Data to use Start Marker

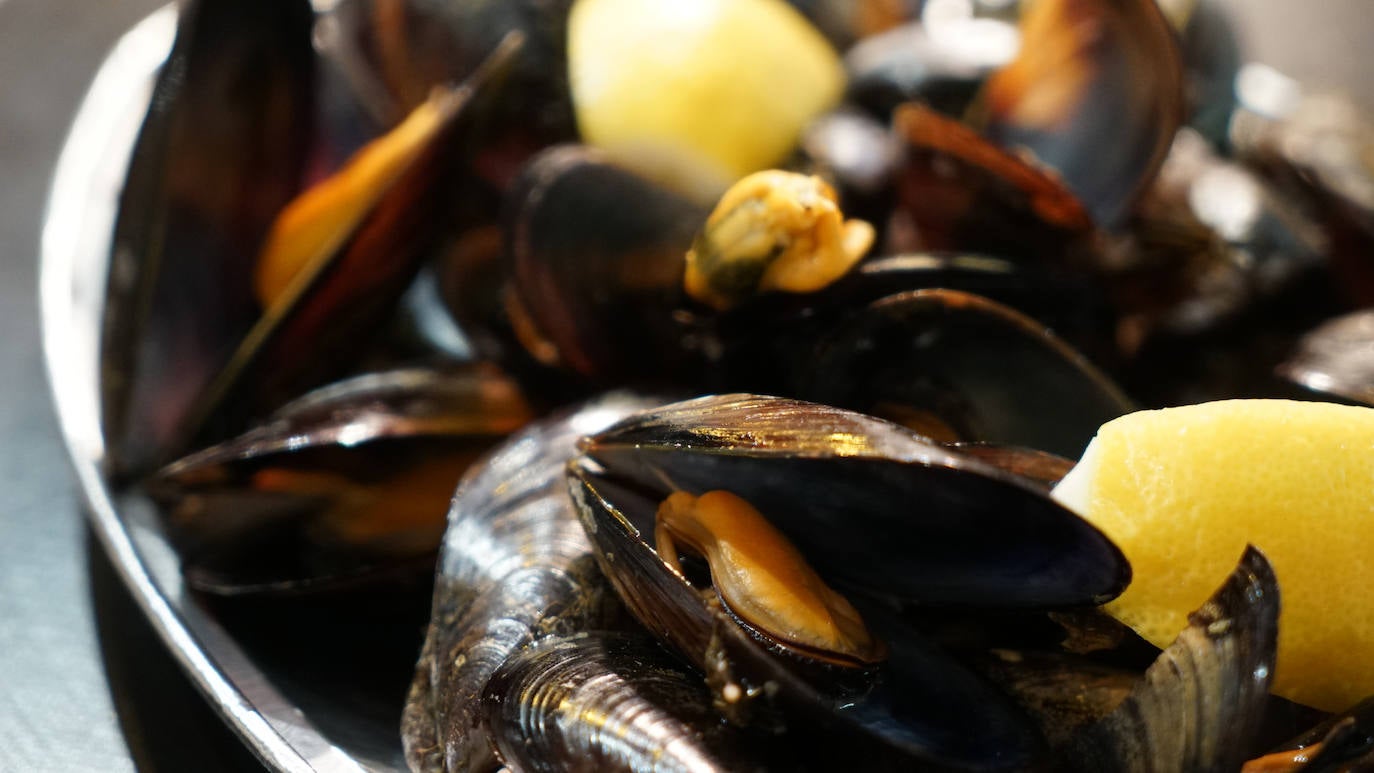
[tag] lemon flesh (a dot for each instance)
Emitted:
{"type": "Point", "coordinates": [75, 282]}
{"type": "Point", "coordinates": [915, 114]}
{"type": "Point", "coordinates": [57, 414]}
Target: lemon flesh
{"type": "Point", "coordinates": [1182, 490]}
{"type": "Point", "coordinates": [697, 94]}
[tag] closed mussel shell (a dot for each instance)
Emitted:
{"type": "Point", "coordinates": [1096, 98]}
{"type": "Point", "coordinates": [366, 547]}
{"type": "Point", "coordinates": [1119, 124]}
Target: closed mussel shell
{"type": "Point", "coordinates": [607, 702]}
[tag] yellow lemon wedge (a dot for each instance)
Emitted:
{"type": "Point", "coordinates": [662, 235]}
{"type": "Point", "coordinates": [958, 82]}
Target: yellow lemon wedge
{"type": "Point", "coordinates": [697, 94]}
{"type": "Point", "coordinates": [1182, 490]}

Data to use End Marker

From the records above, count how many lines hold the string "instance", then give only that number.

3